DIRECTIVES:
A - Answer these questions about the article on visualizing big data with AWS:
(i) Which Javascript library renders the application's custom visualizations?
(ii) In which S3 bucket is the public population dataset hosted?
(iii) What is the default authorization mode of the application's GraphQL API?
B - Write the next part of the article on visualizing big data with AWS AppSync, Amazon Athena, and AWS Amplify, starting right after its final sentence.

DOCUMENT EXCERPT:

####

Visualizing big data with AWS AppSync, Amazon Athena, and AWS Amplify

This article was written by Brice Pelle, Principal Technical Account Manager, AWS

Organizations use big data and analytics to extract actionable information from untapped datasets. It can be difficult for you to build an application with access to this trove of data. You want to build great applications quickly and need access to tools that allow you to interact with the data easily.

Presenting data is just as challenging. Tables of numbers and keywords can fail to convey the intended message and make it difficult to communicate insightful observations. Charts, graphs, and images tend to be better at conveying complex ideas and patterns.

This post demonstrates how to use Amazon Athena, AWS AppSync, and AWS Amplify to build an application that interacts with big data. The application is built using React, the AWS Amplify Javascript library, and the D3.js Javascript library to render custom visualizations.

The application code can be found in this GitHub repository. It uses Athena to query data hosted in a public Amazon S3 bucket by the Registry of Open Data on AWS. Specifically, it uses the High Resolution Population Density Maps + Demographic Estimates by CIESIN and Facebook.

This public dataset provides “population data for a selection of countries, allocated to 1 arcsecond blocks and provided in a combination of CSV and Cloud-optimized GeoTIFF files,” and is hosted in the S3 bucket s3://dataforgood-fb-data.

Architecture overview

The Amplify CLI sets up sign-in/sign-up with Amazon Cognito, stands up a GraphQL API for GraphQL operations, and provisions content storage on S3 (the result bucket).

The Amplify CLI Storage Trigger feature provisions an AWS Lambda function (the announcer function) to respond to events in the result bucket. With the CLI, the announcer Lambda function’s permissions are set to allow GraphQL operations on the GraphQL API.

The Amplify CLI supports defining custom resources associated with the GraphQL API using the CustomResources.json AWS CloudFormation template located in the folder amplify/backend/api/YOUR-API-NAME/stacks/ of an Amplify Project. You can use this capability to define via CloudFormation an HTTP data source and AppSync resolvers to interface with Athena, and a None data source and local resolvers to trigger subscriptions in response to mutations from the announcer Lambda function.

Setting up multi-auth on the GraphQL API

AWS AppSync supports multiple modes of authorization that can be used simultaneously to interact with the API. This application’s GraphQL API is configured with the Amazon Cognito User Pool as its default authorization mode.

Users must authenticate with the User Pool before sending GraphQL operations. Upon sign-in, the user receives a JSON Web Token (JWT) that is attached to requests in an authorization header when sending GraphQL operations.

####

SOURCE EXCERPT:

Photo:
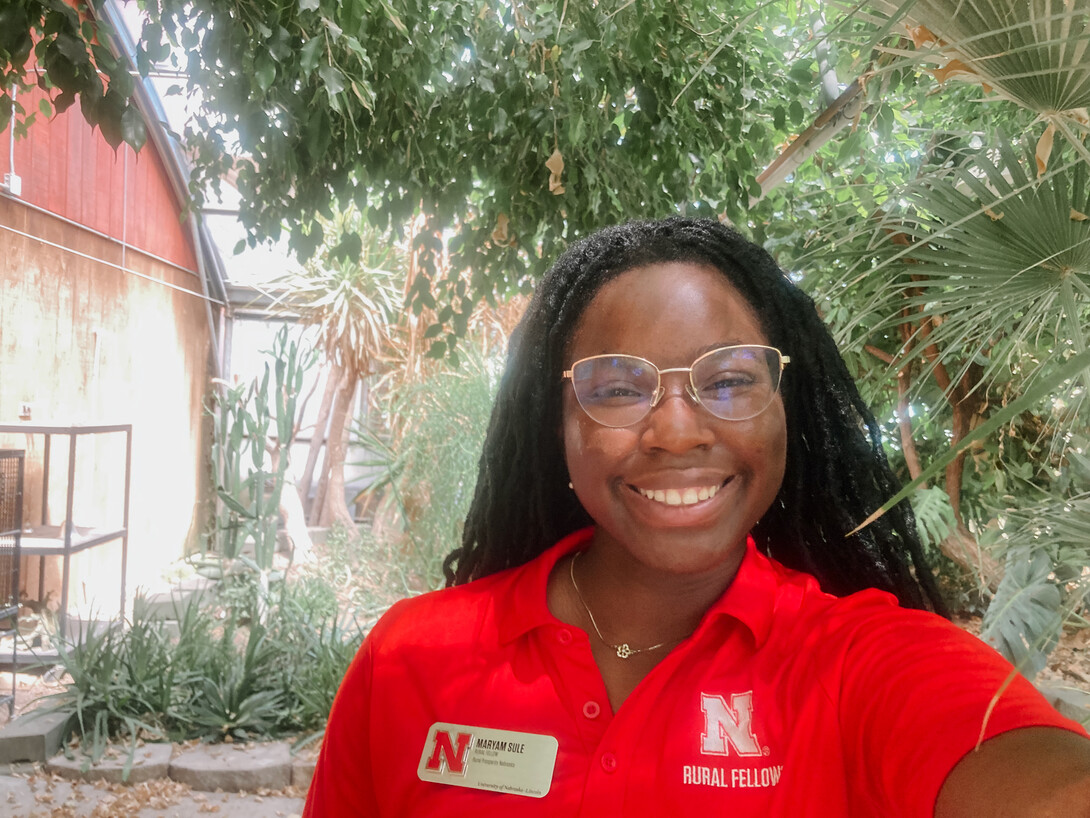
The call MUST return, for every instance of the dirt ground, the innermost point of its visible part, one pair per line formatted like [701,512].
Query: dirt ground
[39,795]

####

RESPONSES:
A -
(i) D3.js
(ii) s3://dataforgood-fb-data
(iii) The Amazon Cognito User Pool

B -
IAM Authorization is another available mode of authorization. The GraphQL API is configured with IAM as an additional authorization mode to recognize and authorize SigV4-signed requests from the announcer Lambda function. The configuration is done using a custom resource backed by a Lambda function. The custom resource is is defined in the CloudFormation template with the AppSyncApiId as a property. When deployed, it uses the UpdateGraphqlApi action to add the additional authorization mode to the API:

"MultiAuthGraphQLAPI": {
  "Type": "Custom::MultiAuthGraphQLAPIResource",
  "Properties": {
    "ServiceToken": { "Fn::GetAtt": ["MultiAuthGraphQLAPILambda", "Arn"] },
    "AppSyncApiId": { "Ref": "AppSyncApiId" }
  },
  "DependsOn": "MultiAuthGraphQLAPILambda"
}

The GraphQL schema must specify which types and fields are supported by the authorization modes (with Amazon Cognito User Pool being the default). The schema is configured with the needed authorization directives:

@aws_iam to specify if a field or type is IAM authorized.
@aws_cognito_user_pools to specify if a field or type is Amazon Cognito User Pool authorized.

The announcer Lambda function needs access to the announceQueryResult mutation and the types included in the response. The AthenaQueryResult type is returned by the startQuery query (called from the app), and by announceQueryResult. The type must support both authorization modes.

type AthenaQueryResult @aws_cognito_user_pools @aws_iam {
    QueryExecutionId: ID!
    file: S3Object
}
type S3Object @aws_iam {
    bucket: String!
    region: String!
    key: String!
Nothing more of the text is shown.